### ASSIGNMENT
Starting with the first line and ending with the last, transcribe the data exactly.

### AVAILABLE RECORDS
================

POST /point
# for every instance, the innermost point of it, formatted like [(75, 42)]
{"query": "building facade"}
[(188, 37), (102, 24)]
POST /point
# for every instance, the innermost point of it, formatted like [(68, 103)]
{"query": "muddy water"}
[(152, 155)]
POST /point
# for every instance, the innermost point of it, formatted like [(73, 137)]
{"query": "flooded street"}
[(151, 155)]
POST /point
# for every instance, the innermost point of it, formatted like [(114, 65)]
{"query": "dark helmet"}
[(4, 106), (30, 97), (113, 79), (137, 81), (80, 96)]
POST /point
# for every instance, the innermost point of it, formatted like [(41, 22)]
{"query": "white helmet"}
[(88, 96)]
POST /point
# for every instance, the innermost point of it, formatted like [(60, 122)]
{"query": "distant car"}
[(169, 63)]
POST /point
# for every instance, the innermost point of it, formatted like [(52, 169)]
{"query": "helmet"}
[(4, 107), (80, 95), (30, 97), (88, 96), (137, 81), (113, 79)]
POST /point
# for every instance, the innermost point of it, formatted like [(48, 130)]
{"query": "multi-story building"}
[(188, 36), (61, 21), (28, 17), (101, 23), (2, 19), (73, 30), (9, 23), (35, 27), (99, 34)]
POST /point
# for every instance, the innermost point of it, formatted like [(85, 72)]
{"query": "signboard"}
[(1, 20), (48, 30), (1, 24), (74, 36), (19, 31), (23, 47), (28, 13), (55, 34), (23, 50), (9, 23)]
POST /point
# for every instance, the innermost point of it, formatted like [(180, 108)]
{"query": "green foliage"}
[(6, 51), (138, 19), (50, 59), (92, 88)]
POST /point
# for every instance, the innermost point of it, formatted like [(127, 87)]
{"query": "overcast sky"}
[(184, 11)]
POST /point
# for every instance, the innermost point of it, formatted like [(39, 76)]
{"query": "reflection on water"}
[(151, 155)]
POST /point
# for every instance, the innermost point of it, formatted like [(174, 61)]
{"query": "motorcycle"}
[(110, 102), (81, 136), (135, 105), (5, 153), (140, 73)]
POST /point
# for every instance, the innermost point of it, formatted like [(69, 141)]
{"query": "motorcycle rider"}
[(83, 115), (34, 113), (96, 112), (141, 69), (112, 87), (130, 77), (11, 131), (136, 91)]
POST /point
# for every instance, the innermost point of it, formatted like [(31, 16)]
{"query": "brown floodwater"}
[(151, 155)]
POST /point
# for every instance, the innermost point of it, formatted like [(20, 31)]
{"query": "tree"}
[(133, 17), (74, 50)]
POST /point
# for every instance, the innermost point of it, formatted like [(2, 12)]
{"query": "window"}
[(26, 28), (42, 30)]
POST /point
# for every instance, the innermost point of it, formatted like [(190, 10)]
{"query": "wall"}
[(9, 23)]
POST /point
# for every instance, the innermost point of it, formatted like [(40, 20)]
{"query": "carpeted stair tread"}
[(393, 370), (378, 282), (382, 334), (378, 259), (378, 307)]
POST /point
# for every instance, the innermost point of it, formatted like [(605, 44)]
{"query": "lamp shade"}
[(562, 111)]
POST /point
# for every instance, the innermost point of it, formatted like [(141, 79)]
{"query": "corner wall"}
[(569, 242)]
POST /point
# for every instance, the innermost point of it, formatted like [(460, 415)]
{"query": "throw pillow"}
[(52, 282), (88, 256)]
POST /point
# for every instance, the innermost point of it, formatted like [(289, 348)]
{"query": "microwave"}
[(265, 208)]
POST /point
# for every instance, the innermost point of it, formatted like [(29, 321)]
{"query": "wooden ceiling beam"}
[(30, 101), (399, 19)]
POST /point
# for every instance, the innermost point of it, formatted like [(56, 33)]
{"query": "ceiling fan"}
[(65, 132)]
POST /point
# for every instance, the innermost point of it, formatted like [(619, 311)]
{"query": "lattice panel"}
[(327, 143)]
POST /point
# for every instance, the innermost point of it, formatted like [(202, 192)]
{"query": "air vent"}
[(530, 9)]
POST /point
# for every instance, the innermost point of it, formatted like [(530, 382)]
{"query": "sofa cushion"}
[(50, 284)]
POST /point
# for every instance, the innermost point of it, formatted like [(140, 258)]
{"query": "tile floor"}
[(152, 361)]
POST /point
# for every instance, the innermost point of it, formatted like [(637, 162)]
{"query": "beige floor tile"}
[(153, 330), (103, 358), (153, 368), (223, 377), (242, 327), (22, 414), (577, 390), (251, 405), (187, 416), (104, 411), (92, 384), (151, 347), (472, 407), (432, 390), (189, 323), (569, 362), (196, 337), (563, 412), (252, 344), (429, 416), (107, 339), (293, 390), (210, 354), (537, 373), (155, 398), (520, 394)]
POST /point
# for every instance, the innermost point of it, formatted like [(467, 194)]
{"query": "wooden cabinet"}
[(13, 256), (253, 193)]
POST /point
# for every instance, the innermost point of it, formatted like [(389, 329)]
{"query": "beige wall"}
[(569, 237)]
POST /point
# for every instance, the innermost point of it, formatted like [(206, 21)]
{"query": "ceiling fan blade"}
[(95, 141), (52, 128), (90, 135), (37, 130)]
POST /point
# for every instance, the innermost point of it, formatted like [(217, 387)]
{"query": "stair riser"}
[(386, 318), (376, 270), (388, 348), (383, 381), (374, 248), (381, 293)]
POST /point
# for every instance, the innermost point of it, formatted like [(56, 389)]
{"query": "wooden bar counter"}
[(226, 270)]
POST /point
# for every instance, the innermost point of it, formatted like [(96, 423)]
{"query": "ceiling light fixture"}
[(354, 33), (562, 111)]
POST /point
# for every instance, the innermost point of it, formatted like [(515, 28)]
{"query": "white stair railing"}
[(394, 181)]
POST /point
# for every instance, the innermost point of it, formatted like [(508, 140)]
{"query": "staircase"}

================

### RESPONSE TO THIS TASK
POST /point
# for every instance, the innermost point of it, formatted like [(75, 42)]
{"query": "building facade"}
[(188, 37), (102, 24)]
POST /point
# for every instance, the innermost point of it, formatted like [(68, 103)]
{"query": "muddy water"}
[(152, 155)]
POST /point
# for every instance, the innermost point of it, formatted like [(73, 137)]
{"query": "flooded street"}
[(151, 155)]
POST /point
# for every instance, the innermost point of it, formatted like [(114, 65)]
{"query": "dark helmet"}
[(4, 106), (30, 97), (113, 79), (137, 81), (80, 96)]
POST /point
# for every instance, the innermost point of it, formatted like [(41, 22)]
{"query": "white helmet"}
[(88, 96)]
POST /point
# for every instance, the innermost point of it, formatted like [(60, 122)]
{"query": "distant car"}
[(169, 63)]
POST /point
# for every instance, the innermost point of it, formatted like [(52, 169)]
{"query": "helmet"}
[(4, 107), (80, 95), (30, 97), (88, 96), (137, 81), (113, 79)]
POST /point
# for every instance, the innermost point of it, formatted like [(48, 130)]
{"query": "multi-story building"}
[(188, 36), (61, 21), (28, 17), (101, 23), (2, 19), (73, 30), (9, 23), (35, 27), (99, 34)]
POST /point
# for every instance, the innermost point of it, formatted like [(85, 72)]
{"query": "signboard"}
[(1, 20), (48, 30), (1, 24), (74, 36), (19, 31), (23, 47), (28, 13), (55, 34), (23, 50), (9, 23)]
POST /point
# for every instance, the innermost point of it, formatted like [(180, 108)]
{"query": "green foliage"}
[(6, 51), (138, 19), (50, 59), (92, 88)]
POST /point
# for every instance, the innermost point of it, formatted like [(127, 87)]
{"query": "overcast sky"}
[(184, 11)]
POST /point
# for every instance, the innermost point of it, formatted like [(39, 76)]
{"query": "reflection on water"}
[(151, 155)]
POST /point
# for every instance, the innermost point of it, formatted like [(174, 61)]
{"query": "motorcycle"}
[(110, 102), (81, 136), (135, 105), (5, 153), (140, 73)]
POST /point
# for every instance, the innermost point of it, formatted like [(69, 141)]
{"query": "motorcycle rider"}
[(83, 115), (34, 113), (96, 112), (141, 69), (112, 87), (130, 77), (11, 131), (136, 91)]
POST /point
# for every instance, the innermost point of it, formatted like [(31, 16)]
{"query": "brown floodwater"}
[(151, 155)]
POST /point
# for every instance, the innermost point of it, formatted like [(20, 31)]
{"query": "tree"}
[(133, 17), (74, 50)]
POST /point
# for every instance, the innermost point of it, formatted like [(2, 12)]
{"query": "window"}
[(26, 28), (42, 30)]
POST /point
# for every instance, the innermost point of it, formatted like [(190, 10)]
{"query": "wall"}
[(9, 23)]
POST /point
# for every instance, the innermost point of it, formatted like [(40, 20)]
{"query": "carpeted stair tread"}
[(393, 370), (378, 282), (382, 334), (378, 259), (378, 307)]
POST /point
# for every instance, the innermost point of it, formatted like [(605, 44)]
{"query": "lamp shade"}
[(562, 111)]
POST /point
# for every instance, the innermost point of it, formatted like [(141, 79)]
{"query": "corner wall"}
[(569, 242)]
POST /point
# for every instance, the innermost point of it, formatted like [(460, 415)]
{"query": "throw pillow"}
[(52, 282), (88, 256)]
POST /point
# for every instance, the innermost point of it, formatted like [(289, 348)]
{"query": "microwave"}
[(265, 208)]
POST /point
# for every instance, the innermost point of it, formatted like [(29, 321)]
{"query": "wooden ceiling beam"}
[(30, 101), (399, 19)]
POST /point
# for every instance, the innermost point of it, formatted like [(56, 33)]
{"query": "ceiling fan"}
[(65, 132)]
POST /point
# for every instance, the innermost point of it, formatted like [(619, 311)]
{"query": "lattice panel"}
[(327, 143)]
POST /point
# for every instance, the innermost point of it, formatted like [(202, 192)]
{"query": "air vent"}
[(530, 9)]
POST /point
# for every instance, the innermost point of it, formatted like [(530, 382)]
{"query": "sofa cushion"}
[(50, 284)]
POST /point
# for every instance, the innermost point of it, formatted like [(140, 258)]
{"query": "tile floor"}
[(152, 361)]
POST /point
# for every instance, the innermost point of it, formatted like [(637, 162)]
{"query": "beige floor tile"}
[(153, 330), (103, 358), (153, 368), (223, 377), (242, 327), (22, 414), (577, 390), (251, 405), (187, 416), (104, 411), (92, 384), (151, 347), (472, 407), (432, 390), (189, 323), (569, 362), (196, 337), (563, 412), (252, 344), (429, 416), (107, 339), (293, 390), (210, 354), (537, 373), (155, 398), (520, 394)]
POST /point
# for every instance, the innermost point of it, formatted like [(467, 194)]
{"query": "wooden cabinet"}
[(13, 256), (253, 193)]
POST /point
# for every instance, the innermost point of it, formatted like [(389, 329)]
{"query": "beige wall"}
[(569, 237)]
POST /point
# for every instance, the innermost point of it, formatted like [(206, 21)]
{"query": "ceiling fan blade"}
[(95, 141), (52, 128), (90, 135), (37, 130)]
POST /point
# for every instance, the innermost point of it, formatted like [(217, 387)]
{"query": "stair riser"}
[(386, 318), (376, 270), (388, 348), (383, 381), (374, 248), (381, 293)]
POST /point
# for every instance, the innermost point of it, formatted like [(56, 389)]
{"query": "wooden bar counter"}
[(226, 270)]
POST /point
# for every instance, the innermost point of it, formatted like [(96, 423)]
{"query": "ceiling light fixture"}
[(354, 33), (562, 111)]
POST /point
# for every instance, the innermost point of it, formatted like [(515, 28)]
{"query": "white stair railing"}
[(394, 181)]
POST /point
# for every instance, the innermost point of it, formatted like [(508, 140)]
{"query": "staircase"}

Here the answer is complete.